**Exercise task**
In full and without alteration, give the listing again.

Part of a data file
┌────────

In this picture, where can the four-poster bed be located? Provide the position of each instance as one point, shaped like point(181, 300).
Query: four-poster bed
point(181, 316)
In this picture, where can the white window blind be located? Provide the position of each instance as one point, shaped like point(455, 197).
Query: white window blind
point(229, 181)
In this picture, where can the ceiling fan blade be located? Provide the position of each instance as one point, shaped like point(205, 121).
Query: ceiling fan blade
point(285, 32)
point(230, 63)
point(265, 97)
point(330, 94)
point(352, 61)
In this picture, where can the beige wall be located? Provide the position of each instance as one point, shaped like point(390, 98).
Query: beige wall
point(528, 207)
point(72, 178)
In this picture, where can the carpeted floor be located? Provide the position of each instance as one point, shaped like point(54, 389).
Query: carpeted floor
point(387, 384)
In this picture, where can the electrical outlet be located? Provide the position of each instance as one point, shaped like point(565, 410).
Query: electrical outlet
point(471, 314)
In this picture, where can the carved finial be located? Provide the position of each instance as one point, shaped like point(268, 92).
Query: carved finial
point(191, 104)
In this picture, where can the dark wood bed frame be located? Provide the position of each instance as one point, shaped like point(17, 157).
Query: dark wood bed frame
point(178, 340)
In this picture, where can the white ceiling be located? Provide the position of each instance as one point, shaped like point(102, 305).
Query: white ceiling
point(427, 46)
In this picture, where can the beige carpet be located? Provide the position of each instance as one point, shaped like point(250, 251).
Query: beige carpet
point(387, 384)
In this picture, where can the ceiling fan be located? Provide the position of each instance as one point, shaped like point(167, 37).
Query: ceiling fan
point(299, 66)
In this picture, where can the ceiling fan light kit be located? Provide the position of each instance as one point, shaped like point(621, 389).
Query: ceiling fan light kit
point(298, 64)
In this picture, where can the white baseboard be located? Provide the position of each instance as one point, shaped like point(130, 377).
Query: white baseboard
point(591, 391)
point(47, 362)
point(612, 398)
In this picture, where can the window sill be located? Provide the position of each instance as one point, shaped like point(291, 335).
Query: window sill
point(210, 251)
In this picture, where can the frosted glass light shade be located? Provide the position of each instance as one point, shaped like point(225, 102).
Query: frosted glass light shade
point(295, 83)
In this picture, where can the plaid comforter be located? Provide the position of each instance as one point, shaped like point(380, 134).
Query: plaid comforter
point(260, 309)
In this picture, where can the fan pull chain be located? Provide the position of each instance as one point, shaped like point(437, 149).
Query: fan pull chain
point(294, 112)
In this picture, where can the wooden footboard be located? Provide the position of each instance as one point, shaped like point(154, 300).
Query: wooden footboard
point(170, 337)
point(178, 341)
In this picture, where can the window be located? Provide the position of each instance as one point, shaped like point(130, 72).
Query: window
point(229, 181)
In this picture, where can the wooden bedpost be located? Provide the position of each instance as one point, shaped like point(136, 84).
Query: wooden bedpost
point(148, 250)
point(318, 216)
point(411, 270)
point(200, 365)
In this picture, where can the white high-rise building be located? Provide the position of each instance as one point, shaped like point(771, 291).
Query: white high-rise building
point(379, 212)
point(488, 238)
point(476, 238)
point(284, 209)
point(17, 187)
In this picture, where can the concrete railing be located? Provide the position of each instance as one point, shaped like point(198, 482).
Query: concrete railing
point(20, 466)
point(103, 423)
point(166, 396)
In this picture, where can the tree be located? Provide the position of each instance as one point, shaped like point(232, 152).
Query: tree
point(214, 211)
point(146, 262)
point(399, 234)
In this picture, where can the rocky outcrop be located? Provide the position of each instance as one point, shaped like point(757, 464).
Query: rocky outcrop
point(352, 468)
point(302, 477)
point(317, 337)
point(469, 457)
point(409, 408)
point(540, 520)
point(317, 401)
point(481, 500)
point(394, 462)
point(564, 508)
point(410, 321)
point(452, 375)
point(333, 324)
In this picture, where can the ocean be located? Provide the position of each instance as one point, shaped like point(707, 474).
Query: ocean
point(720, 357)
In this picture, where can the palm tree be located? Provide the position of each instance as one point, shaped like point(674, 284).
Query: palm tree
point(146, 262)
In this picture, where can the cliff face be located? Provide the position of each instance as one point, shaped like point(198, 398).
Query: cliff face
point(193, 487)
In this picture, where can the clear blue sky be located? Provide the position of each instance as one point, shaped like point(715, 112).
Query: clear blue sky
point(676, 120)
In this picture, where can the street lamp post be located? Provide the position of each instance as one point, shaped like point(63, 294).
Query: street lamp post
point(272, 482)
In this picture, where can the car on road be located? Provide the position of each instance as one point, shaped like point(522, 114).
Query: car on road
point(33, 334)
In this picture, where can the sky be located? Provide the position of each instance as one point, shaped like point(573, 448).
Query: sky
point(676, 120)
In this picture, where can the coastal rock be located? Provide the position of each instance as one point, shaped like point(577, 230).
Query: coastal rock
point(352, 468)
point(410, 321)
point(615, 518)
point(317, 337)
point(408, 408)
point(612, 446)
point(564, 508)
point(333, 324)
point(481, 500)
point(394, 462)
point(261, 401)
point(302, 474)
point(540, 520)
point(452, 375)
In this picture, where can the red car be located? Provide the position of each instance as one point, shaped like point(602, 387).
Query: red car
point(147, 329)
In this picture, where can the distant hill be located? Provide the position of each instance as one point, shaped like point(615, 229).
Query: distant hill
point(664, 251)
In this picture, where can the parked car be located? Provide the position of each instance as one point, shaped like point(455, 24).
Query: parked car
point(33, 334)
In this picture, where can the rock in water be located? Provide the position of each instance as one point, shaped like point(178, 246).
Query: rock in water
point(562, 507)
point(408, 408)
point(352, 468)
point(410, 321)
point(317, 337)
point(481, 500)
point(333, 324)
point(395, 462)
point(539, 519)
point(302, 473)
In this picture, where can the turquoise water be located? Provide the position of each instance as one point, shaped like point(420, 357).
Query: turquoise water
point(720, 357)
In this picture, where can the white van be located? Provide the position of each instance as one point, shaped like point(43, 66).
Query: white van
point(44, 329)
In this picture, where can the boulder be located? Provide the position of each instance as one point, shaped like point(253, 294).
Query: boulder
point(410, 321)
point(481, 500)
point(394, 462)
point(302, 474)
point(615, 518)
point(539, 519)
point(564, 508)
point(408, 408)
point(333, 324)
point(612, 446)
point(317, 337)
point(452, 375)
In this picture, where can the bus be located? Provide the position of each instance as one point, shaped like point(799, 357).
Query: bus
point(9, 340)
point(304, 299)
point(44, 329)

└────────

**Answer to the problem**
In this picture, where can the four-poster bed be located? Provide the position of each instance as one point, shaped like point(181, 300).
Query: four-poster bed
point(181, 316)
In this picture, where can the white window blind be located? Provide the position of each instance as one point, shaped like point(455, 197).
Query: white window blind
point(229, 181)
In this picture, where can the ceiling fan blade be located? Provide the position of each instance as one point, shaped like point(205, 121).
Query: ceiling fan blade
point(285, 32)
point(230, 63)
point(265, 97)
point(330, 94)
point(352, 61)
In this picture, where can the beige wall be located? Provide the position of each instance as one point, shaped like point(390, 98).
Query: beige wall
point(528, 207)
point(72, 178)
In this picture, where can the carpeted floor be located? Provide the position of each instance as one point, shaped like point(54, 389).
Query: carpeted floor
point(387, 384)
In this picture, where can the electrical outlet be located? Provide the position of each instance as one point, shaped like point(565, 410).
Query: electrical outlet
point(471, 314)
In this picture, where can the carved finial be located? Provide the position of each instance as one point, shaped like point(268, 92).
Query: carved finial
point(191, 104)
In this picture, where can the dark wood bed frame be located? Provide the position of each instance as one point, shaped like point(17, 157).
Query: dark wood bed frame
point(178, 340)
In this picture, where can the white ceiling be located? Provide the position of each instance as one point, shaped like point(102, 305).
Query: white ceiling
point(427, 46)
In this picture, where can the beige carpet be located? Provide the position of each instance as one point, shaped like point(250, 251).
Query: beige carpet
point(387, 384)
In this picture, where can the ceiling fan be located? Provide the position of each instance as one point, shaped like point(167, 37).
Query: ceiling fan
point(299, 66)
In this picture, where can the ceiling fan light kit be located? Provide the position of each instance as one point, shaped like point(621, 389).
Query: ceiling fan light kit
point(298, 64)
In this picture, where can the white baseboard be located? Provide the position of each instance as one point, shaped like point(130, 377).
Query: white baseboard
point(591, 391)
point(47, 362)
point(612, 398)
In this picture, where can the window sill be located? Provide the position of each instance as one point, shaped like point(291, 335).
Query: window sill
point(210, 251)
In this picture, where can the frosted glass light shade be located? Provide the position of each instance as one point, shaped like point(225, 102).
Query: frosted glass light shade
point(295, 83)
In this picture, where can the plaid comforter be located? Provide the position of each instance as one point, shaped like point(380, 134).
Query: plaid comforter
point(260, 309)
In this picture, where can the fan pull chain be located? Provide the position of each instance as one point, shaped like point(437, 149).
Query: fan pull chain
point(294, 112)
In this picture, where can the wooden footboard be located? Provide the position of each instance as one point, shaped like point(154, 300).
Query: wooden footboard
point(170, 337)
point(178, 341)
In this picture, where can the window be located? Provide the position of each instance as one point, shaped like point(130, 72).
Query: window
point(229, 181)
In this picture, where can the wooden bedpost be located? Provide the position of each instance as one point, shaped like point(136, 84).
Query: wooden bedpost
point(148, 250)
point(318, 216)
point(411, 270)
point(200, 365)
In this picture, where can the white high-rise building be located? Provide the position of each instance as one point, shaped like point(771, 291).
Query: white high-rise building
point(379, 212)
point(488, 238)
point(476, 238)
point(284, 209)
point(17, 187)
In this picture, where can the concrete railing be located? Provide the position of each instance as one point, shaped like point(198, 482).
Query: concrete railing
point(20, 466)
point(103, 423)
point(166, 396)
In this picture, where can the tree be located? Provide the position of each instance as one point, shaped like point(232, 152).
Query: tree
point(214, 211)
point(146, 262)
point(399, 234)
In this picture, where can the rocky outcrop be located? Provide the position of each instance as one point, shaped like point(757, 464).
Query: rocky outcrop
point(352, 468)
point(302, 477)
point(317, 337)
point(469, 457)
point(409, 408)
point(540, 520)
point(317, 401)
point(481, 500)
point(394, 462)
point(564, 508)
point(410, 321)
point(452, 375)
point(333, 324)
In this picture, where can the ocean be located? Provide the position of each instance as one point, shaped like point(707, 474).
Query: ocean
point(720, 357)
In this picture, where can the palm tree be located? Provide the position of each instance as one point, shaped like point(674, 284).
Query: palm tree
point(146, 262)
In this picture, where can the cliff face be located? Provide the position of each instance as one point, shaped like point(198, 398).
Query: cliff face
point(193, 487)
In this picture, where can the clear blue sky be located? Provide the position of each instance as one point, shaped like point(715, 112).
Query: clear blue sky
point(676, 120)
In this picture, where can the street lamp post be located? Provide the position of each instance as one point, shaped like point(63, 294).
Query: street lamp post
point(272, 482)
In this picture, where can the car on road be located? Provide the position of each instance as one point, shaped like point(522, 114).
Query: car on road
point(33, 334)
In this picture, where can the sky be located? Provide the position of each instance as one point, shaped like point(573, 448).
Query: sky
point(676, 120)
In this picture, where can the coastal rock be located? Provide the position of each instance as one point, shaped like point(577, 230).
Query: coastal rock
point(352, 468)
point(410, 321)
point(615, 518)
point(317, 337)
point(408, 408)
point(612, 446)
point(564, 508)
point(333, 324)
point(481, 500)
point(394, 462)
point(261, 401)
point(302, 474)
point(540, 520)
point(452, 375)
In this picture, where can the red car be located? Provide the position of each instance as one point, shaped like point(602, 387).
Query: red car
point(147, 329)
In this picture, where can the distant hill be located? Provide the position of each instance as one point, shaped like point(615, 229).
Query: distant hill
point(664, 251)
In this picture, where can the parked car be located? Provide the position of each instance as one point, shaped like point(455, 24).
Query: parked car
point(33, 334)
In this picture, where can the rock in water be located? Provide the position of each instance as one point, shaped like point(178, 246).
Query: rock in water
point(562, 507)
point(408, 408)
point(352, 468)
point(410, 321)
point(317, 337)
point(481, 500)
point(333, 324)
point(395, 462)
point(539, 519)
point(302, 473)
In this picture, where can the turquoise water be located? Provide the position of each instance as one point, shaped like point(420, 357).
Query: turquoise water
point(720, 357)
In this picture, where can the white van be located? Provide the position of each instance as one point, shaped like point(43, 66).
Query: white van
point(44, 329)
In this picture, where can the boulder be located? Provide the position of each instance as one point, shaped like point(253, 294).
Query: boulder
point(410, 321)
point(481, 500)
point(394, 462)
point(302, 474)
point(615, 518)
point(539, 519)
point(564, 508)
point(408, 408)
point(333, 324)
point(612, 446)
point(317, 337)
point(452, 375)
In this picture, where can the bus be located? Provide the position of each instance as one point, shaped like point(799, 357).
Query: bus
point(9, 340)
point(304, 299)
point(44, 329)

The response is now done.